Exercises -
a) The text excerpt below on Jamaica's response to violence against children closes by naming gaps that remain despite progress. List each of these gaps.
b) Translate this sentence from the text excerpt on Jamaica's response to violence against children into Spanish: "Initiatives like the Irie Homes Toolbox, supported by UNICEF, have shown real results — reducing caregiver violence by 40 per cent in pilot parishes."

The cycle is intergenerational. Survivors are five times more likely to engage in or tolerate violence later in life, perpetuating patterns that corrode social cohesion and investor confidence in a tourism-driven economy.
Globally, child maltreatment is estimated to cost the world economy about US$1.2 trillion a year. If Jamaica does not intervene, we risk losing one to two percentage points off our projected growth rate between 2025 and 2030 — a heavy price for inaction.
Policy Landscape: Governmental Responses and Persistent Gaps
The Jamaican Government has begun to act. Guided by the VACS findings, the National Plan of Action for an Integrated Response to Children and Violence now focuses on prevention through legislative reforms that outlaw violence in all settings. Jamaica’s role as a pathfinder country under the Global Partnership to End Violence Against Children adds international support to this effort.
Child Month 2025, under the theme ‘Act Now: Stand Against Child Abuse and Exploitation’, sparked rallies, police-led education sessions, and community dialogues nationwide, reinforcing the message that protecting children is everyone’s responsibility.
Initiatives like the Irie Homes Toolbox, supported by UNICEF, have shown real results — reducing caregiver violence by 40 per cent in pilot parishes. It’s now being expanded to high-risk areas, with trauma-informed content introduced in schools.
Amendments to the Child Care and Protection Act in 2024 have sped up prosecutions, while tighter inspections and incentives aim to root out child labour. Public education drives are ongoing, and a new set of reporting hotlines was approved in May 2025 to make it easier for cases to surface.
Yet despite progress, gaps remain wide. Conviction rates for sexual abuse are still below 20 per cent, funding remains far below need, and cultural acceptance of corporal punishment continues to normalise harm.

Data records -
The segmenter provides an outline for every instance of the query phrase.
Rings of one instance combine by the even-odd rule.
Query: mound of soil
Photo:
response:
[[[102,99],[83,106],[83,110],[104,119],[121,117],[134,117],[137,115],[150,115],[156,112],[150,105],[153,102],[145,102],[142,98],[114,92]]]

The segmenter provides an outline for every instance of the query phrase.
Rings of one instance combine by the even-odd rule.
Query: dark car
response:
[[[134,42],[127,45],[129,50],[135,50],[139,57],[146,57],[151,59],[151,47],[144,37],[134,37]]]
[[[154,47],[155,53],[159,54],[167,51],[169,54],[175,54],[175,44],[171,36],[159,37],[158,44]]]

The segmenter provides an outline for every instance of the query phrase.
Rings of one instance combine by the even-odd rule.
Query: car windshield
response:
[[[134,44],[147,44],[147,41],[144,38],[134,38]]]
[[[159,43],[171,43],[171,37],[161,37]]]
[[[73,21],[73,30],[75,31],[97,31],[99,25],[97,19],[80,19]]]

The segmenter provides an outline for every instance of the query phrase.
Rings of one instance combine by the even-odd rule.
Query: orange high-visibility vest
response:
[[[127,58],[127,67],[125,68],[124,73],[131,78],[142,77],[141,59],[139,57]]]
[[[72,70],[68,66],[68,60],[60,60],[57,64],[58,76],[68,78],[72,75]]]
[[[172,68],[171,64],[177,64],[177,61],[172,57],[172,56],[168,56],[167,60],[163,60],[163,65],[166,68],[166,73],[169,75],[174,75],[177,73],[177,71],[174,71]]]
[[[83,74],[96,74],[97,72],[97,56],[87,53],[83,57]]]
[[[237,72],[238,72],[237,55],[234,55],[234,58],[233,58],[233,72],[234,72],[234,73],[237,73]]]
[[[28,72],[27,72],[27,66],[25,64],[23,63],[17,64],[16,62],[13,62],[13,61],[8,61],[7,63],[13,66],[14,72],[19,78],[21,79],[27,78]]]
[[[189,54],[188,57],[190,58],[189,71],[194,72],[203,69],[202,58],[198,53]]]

Answers given -
a)
- Conviction rates for sexual abuse are still below 20 per cent.
- Funding remains far below need.
- Cultural acceptance of corporal punishment continues to normalize harm.

b) Iniciativas como el Irie Homes Toolbox, respaldado por UNICEF, han mostrado resultados reales: han reducido la violencia de los cuidadores en un 40 por ciento en las parroquias piloto.